● REQUISITOS DE LAS TAREAS
1 > Según el fragmento sobre la literatura de la diáspora, ¿qué celebra la Fundación para la Cultura Urbana con sus encuentros virtuales entre creadores?
2 > Cita textualmente el fragmento sobre la literatura de la diáspora, empezando en "En cualquier caso, tiene" y terminando en "ediciones y actividades.".

● FRAGMENTO PARA LEER
────────
En cualquier caso, tiene mérito lo que está haciendo la Fundación para la Cultura Urbana convocando a unos encuentros virtuales entre creadores sobre narrativas urbanas. Así celebra la fundación los veinte años de premios, ediciones y actividades.

Un dato adicional: la «literatura de la diáspora» comienza a recoger frutos espontáneos por parte de los extraños, los que se asoman a ella desde afuera. El poemario de Carmelo Chillida, «Rojo como la cabeza de un fósforo», es la palabra común hecha herramienta para oponerse ante la barbarie chavista, he allí su mérito y su encanto. He aquí un trozo: «Definitivamente no me gusta el color verde oliva / y menos cuando quiere extenderse sobre todo un país. / Míralos, ahí van. Míralos cómo marchan acompasados / como robots con la cabeza hueca (…)».

Habrá confinamiento, pero la nostalgia con su correspondiente pulsión por decir o narrar algo y que ese algo signifique una parte del todo, una entrega cargada de sentido, es un buen augurio.

Por ahí están la filóloga Laura Cracco a punto de ser editada por Bartleby. Ahí está la talentosa periodista Mirtha Rivero finiquitando su investigación política para su próximo libro, que será tan o más exitoso que La rebelión de los náufragos. También el economista Humberto García Larralde está a punto de ser editado. Hay otros, en España, trabajando cada quien en lo suyo. Seguramente en distintos asentamientos de la migración venezolana en el exterior habrá mucho que contar.
────────
[Entradas de datos]
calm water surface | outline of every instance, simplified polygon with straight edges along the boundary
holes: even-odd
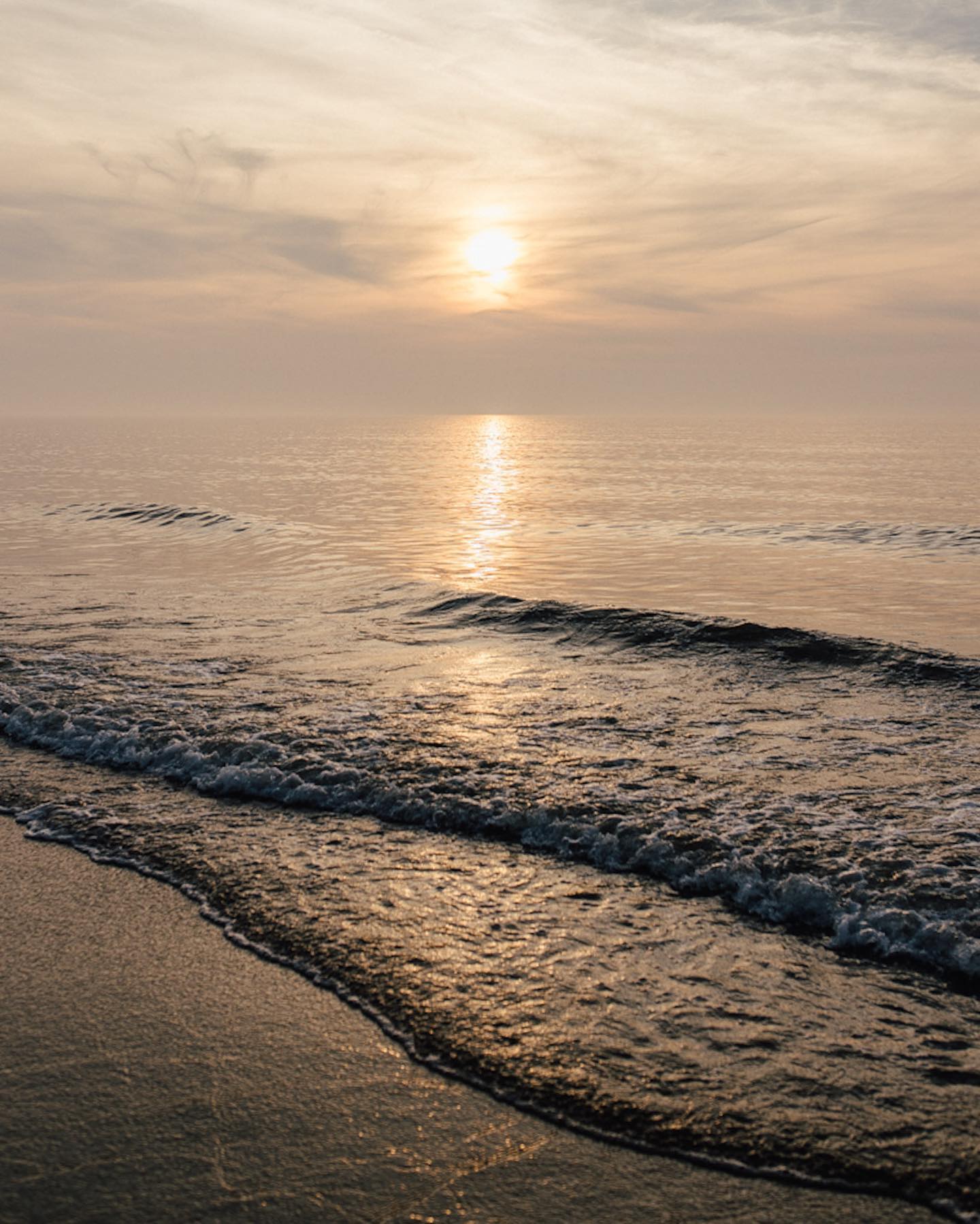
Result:
[[[0,802],[551,1116],[976,1212],[978,443],[7,424]]]

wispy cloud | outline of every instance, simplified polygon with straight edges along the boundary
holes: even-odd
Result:
[[[47,295],[127,328],[206,300],[453,344],[506,307],[556,353],[562,327],[898,337],[932,322],[897,304],[969,321],[978,299],[974,0],[32,0],[0,21],[9,315]],[[489,206],[524,250],[497,301],[461,253]]]

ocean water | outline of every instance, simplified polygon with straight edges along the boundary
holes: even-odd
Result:
[[[0,804],[581,1129],[980,1213],[980,427],[6,422]]]

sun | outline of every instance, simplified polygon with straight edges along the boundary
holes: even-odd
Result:
[[[503,277],[521,255],[521,244],[506,230],[480,230],[466,245],[466,257],[474,272],[494,279]]]

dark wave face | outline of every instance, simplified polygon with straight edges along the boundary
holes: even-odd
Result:
[[[450,614],[459,624],[492,625],[523,633],[554,633],[566,641],[622,644],[665,652],[722,651],[768,655],[785,663],[860,667],[908,683],[949,683],[980,688],[980,661],[937,650],[914,650],[869,638],[846,638],[780,628],[729,617],[682,616],[633,608],[589,608],[550,600],[467,594],[424,610]]]
[[[760,492],[710,438],[467,428],[50,477],[0,535],[0,804],[527,1108],[978,1218],[970,529],[866,530],[956,521],[918,452],[811,539],[809,452]]]
[[[201,509],[197,506],[159,506],[157,502],[135,506],[113,506],[109,502],[100,502],[98,506],[71,504],[58,507],[48,513],[74,515],[86,519],[88,523],[116,519],[129,523],[148,523],[156,526],[173,526],[174,524],[197,528],[228,526],[232,531],[247,531],[251,525],[236,520],[232,514],[223,514],[221,510]]]

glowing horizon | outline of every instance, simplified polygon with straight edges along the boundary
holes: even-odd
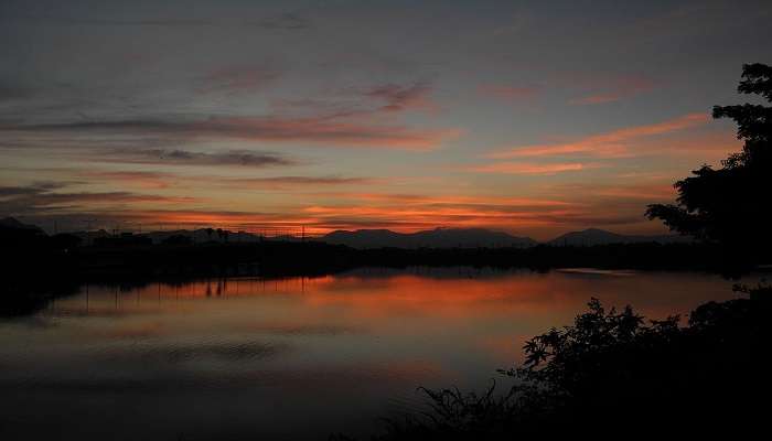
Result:
[[[3,2],[0,216],[665,233],[646,204],[740,148],[709,111],[769,62],[754,10]]]

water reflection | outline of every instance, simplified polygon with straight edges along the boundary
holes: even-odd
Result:
[[[3,439],[324,439],[478,387],[590,297],[651,318],[731,298],[697,273],[469,268],[81,287],[0,321]],[[302,421],[302,423],[299,423]]]

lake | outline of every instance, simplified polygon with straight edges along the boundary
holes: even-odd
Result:
[[[591,297],[663,319],[736,297],[689,272],[361,269],[83,286],[0,319],[3,440],[321,439],[481,389]]]

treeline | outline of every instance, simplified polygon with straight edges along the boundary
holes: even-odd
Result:
[[[387,420],[373,440],[557,437],[742,439],[766,426],[772,391],[772,288],[709,302],[680,318],[646,320],[598,300],[572,325],[525,343],[507,390],[423,389],[429,410]],[[350,440],[345,435],[334,440]]]

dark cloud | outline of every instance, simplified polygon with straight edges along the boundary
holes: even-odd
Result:
[[[380,110],[401,111],[412,108],[430,107],[431,87],[423,82],[407,85],[384,84],[364,93],[365,96],[386,101]]]
[[[270,152],[229,150],[225,152],[192,152],[164,149],[117,149],[106,154],[118,162],[163,163],[185,165],[243,165],[253,168],[297,165],[299,162]]]
[[[380,92],[401,96],[405,93]],[[412,93],[407,93],[412,96]],[[393,98],[387,106],[408,105],[408,98]],[[33,133],[100,133],[164,137],[181,140],[240,139],[275,142],[314,142],[337,146],[371,146],[396,149],[429,149],[457,132],[451,130],[411,129],[405,126],[345,121],[335,116],[308,118],[212,117],[190,119],[78,120],[55,123],[0,126],[0,131]],[[203,158],[203,157],[200,157]],[[178,159],[185,159],[180,157]]]
[[[192,197],[132,192],[57,192],[65,186],[57,183],[0,186],[0,202],[2,202],[0,213],[3,215],[44,214],[63,209],[87,209],[93,204],[180,204],[196,201]]]

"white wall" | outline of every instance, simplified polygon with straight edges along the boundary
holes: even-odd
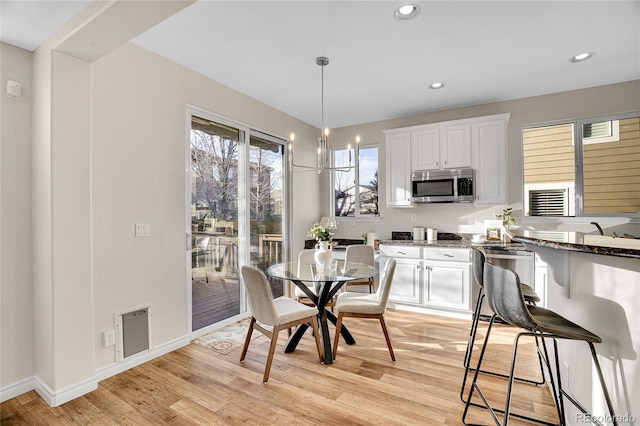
────────
● SOLUCIONES
1 > Los veinte años de premios, ediciones y actividades.

2 >
En cualquier caso, tiene mérito lo que está haciendo la Fundación para la Cultura Urbana convocando a unos encuentros virtuales entre creadores sobre narrativas urbanas. Así celebra la fundación los veinte años de premios, ediciones y actividades.